Most - 5

M O S T  -  5, Елена Васильева
чёрный ящик (самописец) литературного объединения

     Изначально, собирая литераторов, я не выдвигал никакого эстетического концепта типа символизма-акмеизма-футуризма или более поздних мета-метафоризма-постмодернизма как платформы, на которой происходит объединение. Наша платформа куда более прозаическая и в то же время реальная, надёжная – земля дальневосточная, точнее полуостров Муравьёва-Амурского, самый плодоносный в культурном отношении её участок – Владивосток. Я называл литературное объединение молодёжным, но опять же формально. Явились непризнанные литераторы всех поколений и литературных ориентаций.
     На этот раз гостем собрания была Елена Васильева. В процессе ритуального обряда приглашения и сомнений автора в необходимости такой встречи выяснилось, что поэт пребывает в депрессии. Писать так, как писала раньше, она не хочет, а как писать по-другому, она ещё не решила. «Вот и чудненько – встряхнёшься!» – настаивал я.
     Елена Васильева работает на местном малобюджетном ТВ, которое, похоже, как вампир выпивает из цветущей красивой женщины все соки. В своё время Лена училась на геофизическом факультете местного университета, потом в аспирантуре – и вот журналистика. Она автор двух книг стихов «Зона молчания» 1995, «возьми освободи» 2008. Активный участник литературного объединения «Серая Лошадь», являвшегося своеобразным альтернативным Союзом писателей 90-х годов. Прежние гости Владимир Тыцких, бывший секретарь правления СП России, и ныне действующий председатель Союза российских писателей Галина Якунина являлись витринами официальной литературы, куда следовало заглянуть без гнева и печали. И вот теперь – обратная стороны Луны, бывшая поклонница «Пинк флойд» – Елена Васильева.

###

§ СПИСОК ЗАДАНИЙ
1. Какие эстетические концепты автор фрагмента о литературном объединении называет, говоря о том, что не выдвигал их как платформу?
2. Ответьте по фрагменту о литературном объединении:
(а) Как называются книги стихов Елены Васильевой и в каком году вышла каждая?
(б) На каком факультете училась Елена Васильева?
(в) Какой город назван самым плодоносным в культурном отношении участком дальневосточной земли?
Для ответов используйте только этот фрагмент.

§ ИСХОДНЫЕ ДАННЫЕ
###

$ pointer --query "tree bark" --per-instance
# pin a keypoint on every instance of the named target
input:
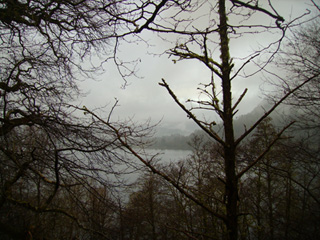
(231, 183)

###

§ ОТВЕТЫ К ЗАДАНИЯМ
1. Символизм, акмеизм, футуризм, мета-метафоризм, постмодернизм.

2.
(а) «Зона молчания» (1995) и «возьми освободи» (2008).
(б) На геофизическом факультете местного университета.
(в) Владивосток.